* TEKS BACAAN
┏━━
Fakultas Hukum ULM Menilai Kasus Pemerkosaan Mahasiswi oleh Mantan Polisi Sudah Direncanakan

ilustrasi pemerkosaan

BANJARMASIN, klikkalsel.com – Kasus Pemerkosaan terhadap salah satu mahasiswi Fakultas Hukum Universitas Lambung Mangkurat (ULM) berinisial PDVS yang dilakukan mantan anggota Polresta Banjarmasin, BT terus berlanjut.

Meski sebelumnya Kapolresta Banjarmasin Kombes Pol Sabana Atmojo, Selasa (25/1/2022) telah mendatangi Fakultas Hukum ULM untuk menyampaikan permintaan maaf terkait kejadian yang menimpa Mahasiswi Fakultas Hukum ULM tersebut.

Permintaan maaf berjalan dengan lancar, namun upaya pihak Fakultas ULM tetap akan melanjutkan permasalahan kasus tersebut.

Disampaikan salah satu anggota Tim Keadilan untuk PDVS di Fakultas ULM, Ahmad Ratomi, bahwa dalam sistem pengadilan pidana, saat korban melapor, maka ia mewakilkan dirinya pada negara. Pun demikian saat prosesnya berlangsung.

“Maka ada tanggung jawab moral terhadap perkara yang dijalani korban. Maka setiap tahapan yang dijalani, korban mestinya diberitahu,” ujarnya, Selasa (25/1/2022).
┗━━
* DATA HASIL EKSTRAKSI
┏━━
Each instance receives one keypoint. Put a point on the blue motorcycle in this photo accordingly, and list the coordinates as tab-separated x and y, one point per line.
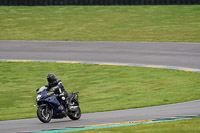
49	106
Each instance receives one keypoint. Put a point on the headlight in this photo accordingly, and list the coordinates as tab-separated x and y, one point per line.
38	97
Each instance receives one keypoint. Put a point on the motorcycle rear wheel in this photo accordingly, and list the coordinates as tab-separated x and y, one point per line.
42	116
75	115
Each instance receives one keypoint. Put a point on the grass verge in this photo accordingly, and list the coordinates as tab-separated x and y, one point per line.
177	23
102	88
181	126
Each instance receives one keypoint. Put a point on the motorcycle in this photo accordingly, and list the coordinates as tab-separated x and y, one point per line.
49	107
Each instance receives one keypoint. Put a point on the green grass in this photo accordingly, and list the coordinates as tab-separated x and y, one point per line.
182	126
101	88
101	23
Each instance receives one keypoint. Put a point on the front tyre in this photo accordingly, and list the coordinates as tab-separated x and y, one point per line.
44	114
75	115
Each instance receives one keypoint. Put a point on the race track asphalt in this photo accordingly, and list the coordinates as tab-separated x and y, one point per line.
151	53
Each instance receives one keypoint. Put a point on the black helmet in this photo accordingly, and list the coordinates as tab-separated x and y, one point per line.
51	78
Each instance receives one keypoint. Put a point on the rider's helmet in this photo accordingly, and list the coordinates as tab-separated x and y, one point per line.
51	78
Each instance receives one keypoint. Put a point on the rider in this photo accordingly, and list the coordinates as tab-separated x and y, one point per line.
55	85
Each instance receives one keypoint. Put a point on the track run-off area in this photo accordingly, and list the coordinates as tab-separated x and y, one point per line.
179	56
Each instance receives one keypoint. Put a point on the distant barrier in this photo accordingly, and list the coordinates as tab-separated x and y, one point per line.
96	2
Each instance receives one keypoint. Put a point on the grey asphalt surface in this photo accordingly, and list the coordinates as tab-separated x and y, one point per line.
170	54
155	53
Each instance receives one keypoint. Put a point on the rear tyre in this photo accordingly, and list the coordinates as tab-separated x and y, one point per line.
44	115
75	115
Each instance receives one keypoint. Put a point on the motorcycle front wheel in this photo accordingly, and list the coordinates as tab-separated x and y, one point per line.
44	114
75	115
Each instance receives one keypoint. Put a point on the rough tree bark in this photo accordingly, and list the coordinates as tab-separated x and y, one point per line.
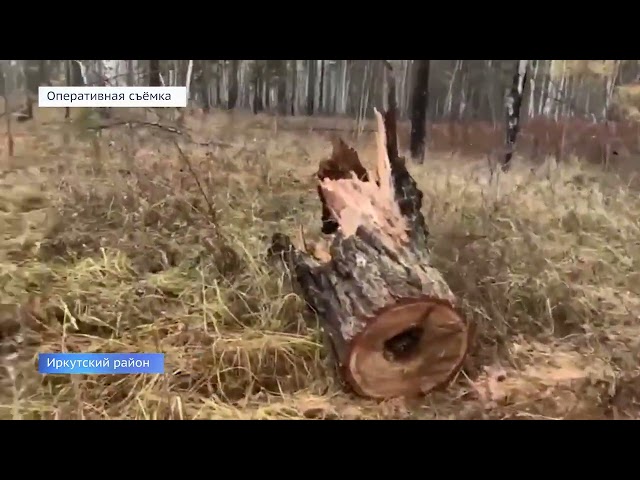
388	315
514	104
419	104
233	85
311	86
154	73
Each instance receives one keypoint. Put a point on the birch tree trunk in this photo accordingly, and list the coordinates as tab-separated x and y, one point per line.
419	104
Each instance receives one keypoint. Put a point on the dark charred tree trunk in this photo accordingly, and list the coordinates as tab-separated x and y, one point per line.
154	73
282	88
513	106
204	82
257	90
7	108
32	77
294	86
321	97
218	82
68	73
43	73
131	80
233	85
419	105
311	86
388	316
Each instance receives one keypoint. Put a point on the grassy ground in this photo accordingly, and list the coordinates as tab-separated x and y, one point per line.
113	248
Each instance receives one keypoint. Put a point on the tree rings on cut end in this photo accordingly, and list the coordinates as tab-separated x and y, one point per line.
408	349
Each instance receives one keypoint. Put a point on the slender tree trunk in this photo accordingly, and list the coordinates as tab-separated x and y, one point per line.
294	86
311	86
282	88
69	81
321	98
419	104
233	85
154	73
513	104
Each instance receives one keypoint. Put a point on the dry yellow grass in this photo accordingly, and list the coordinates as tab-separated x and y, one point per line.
113	249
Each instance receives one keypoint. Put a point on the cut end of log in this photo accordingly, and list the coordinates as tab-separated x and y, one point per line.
408	350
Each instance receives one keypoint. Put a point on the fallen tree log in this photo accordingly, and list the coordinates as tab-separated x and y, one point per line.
388	314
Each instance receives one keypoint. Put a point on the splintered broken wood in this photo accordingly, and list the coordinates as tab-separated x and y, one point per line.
389	316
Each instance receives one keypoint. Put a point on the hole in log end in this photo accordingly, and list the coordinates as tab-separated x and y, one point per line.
408	349
403	346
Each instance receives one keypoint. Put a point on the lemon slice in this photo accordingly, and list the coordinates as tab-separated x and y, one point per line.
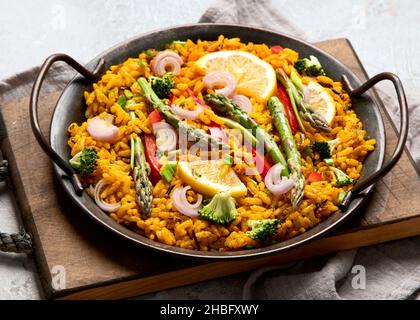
209	177
321	101
254	77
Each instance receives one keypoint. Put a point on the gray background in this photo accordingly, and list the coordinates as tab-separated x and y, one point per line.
384	33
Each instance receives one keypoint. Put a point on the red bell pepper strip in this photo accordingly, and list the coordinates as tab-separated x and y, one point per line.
276	49
258	158
155	117
196	99
290	114
150	148
314	177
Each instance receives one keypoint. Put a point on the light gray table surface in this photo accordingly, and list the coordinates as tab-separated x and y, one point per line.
384	33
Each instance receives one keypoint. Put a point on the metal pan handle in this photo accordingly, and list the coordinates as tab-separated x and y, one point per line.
403	132
94	75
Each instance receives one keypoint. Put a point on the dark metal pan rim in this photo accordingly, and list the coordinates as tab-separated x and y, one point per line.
321	229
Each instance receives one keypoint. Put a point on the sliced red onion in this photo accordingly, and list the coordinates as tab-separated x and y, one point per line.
221	78
167	61
243	102
108	207
275	182
187	114
101	130
179	198
166	136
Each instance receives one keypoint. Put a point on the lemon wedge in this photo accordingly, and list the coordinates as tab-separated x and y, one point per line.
254	77
321	101
210	177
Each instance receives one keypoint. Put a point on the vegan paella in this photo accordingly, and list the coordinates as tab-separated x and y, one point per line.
218	145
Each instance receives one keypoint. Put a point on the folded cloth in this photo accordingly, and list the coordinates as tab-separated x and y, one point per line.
387	271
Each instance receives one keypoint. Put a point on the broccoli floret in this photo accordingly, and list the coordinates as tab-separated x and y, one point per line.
310	67
221	209
325	148
262	229
84	161
162	86
341	179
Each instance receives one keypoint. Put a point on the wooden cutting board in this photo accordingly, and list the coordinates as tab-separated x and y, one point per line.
77	259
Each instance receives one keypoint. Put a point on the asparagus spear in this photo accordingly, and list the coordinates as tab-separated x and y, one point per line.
192	132
141	179
293	156
224	105
296	96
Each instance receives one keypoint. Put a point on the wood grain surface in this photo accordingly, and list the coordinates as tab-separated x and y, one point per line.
97	264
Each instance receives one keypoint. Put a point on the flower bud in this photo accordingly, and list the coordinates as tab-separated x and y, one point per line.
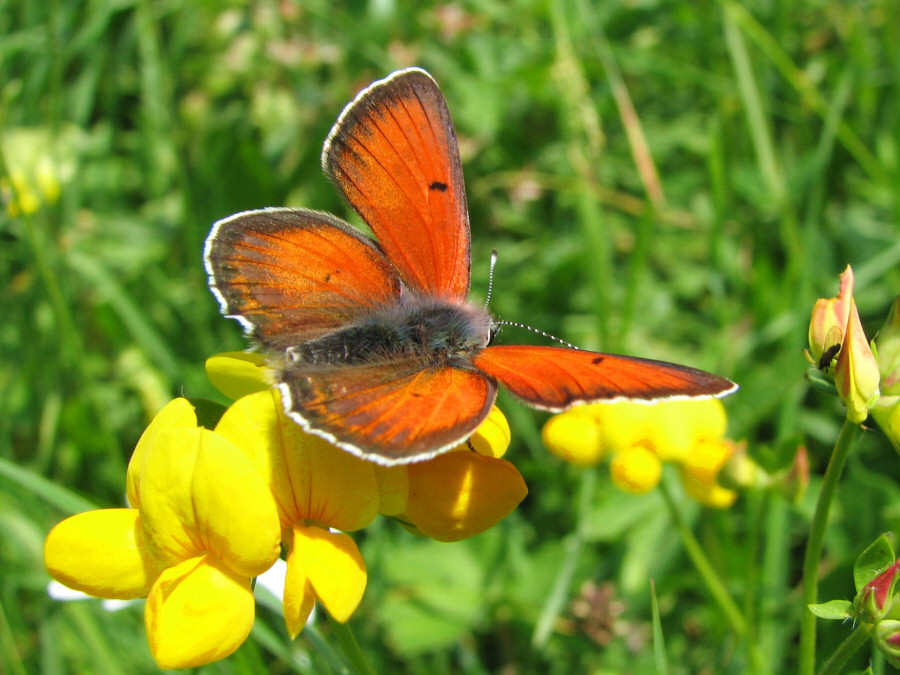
┗━━
* TUJUAN LATIHAN
Kutip kata demi kata bagian berita tentang kasus mahasiswi Fakultas Hukum ULM mulai dari "Fakultas Hukum ULM Menilai" sampai "Hukum ULM tersebut.". Materi di atas diambil dari sumber yang berbeda dengan teks bacaan.

* JAWABAN TERTULIS
Fakultas Hukum ULM Menilai Kasus Pemerkosaan Mahasiswi oleh Mantan Polisi Sudah Direncanakan

ilustrasi pemerkosaan

BANJARMASIN, klikkalsel.com – Kasus Pemerkosaan terhadap salah satu mahasiswi Fakultas Hukum Universitas Lambung Mangkurat (ULM) berinisial PDVS yang dilakukan mantan anggota Polresta Banjarmasin, BT terus berlanjut.

Meski sebelumnya Kapolresta Banjarmasin Kombes Pol Sabana Atmojo, Selasa (25/1/2022) telah mendatangi Fakultas Hukum ULM untuk menyampaikan permintaan maaf terkait kejadian yang menimpa Mahasiswi Fakultas Hukum ULM tersebut.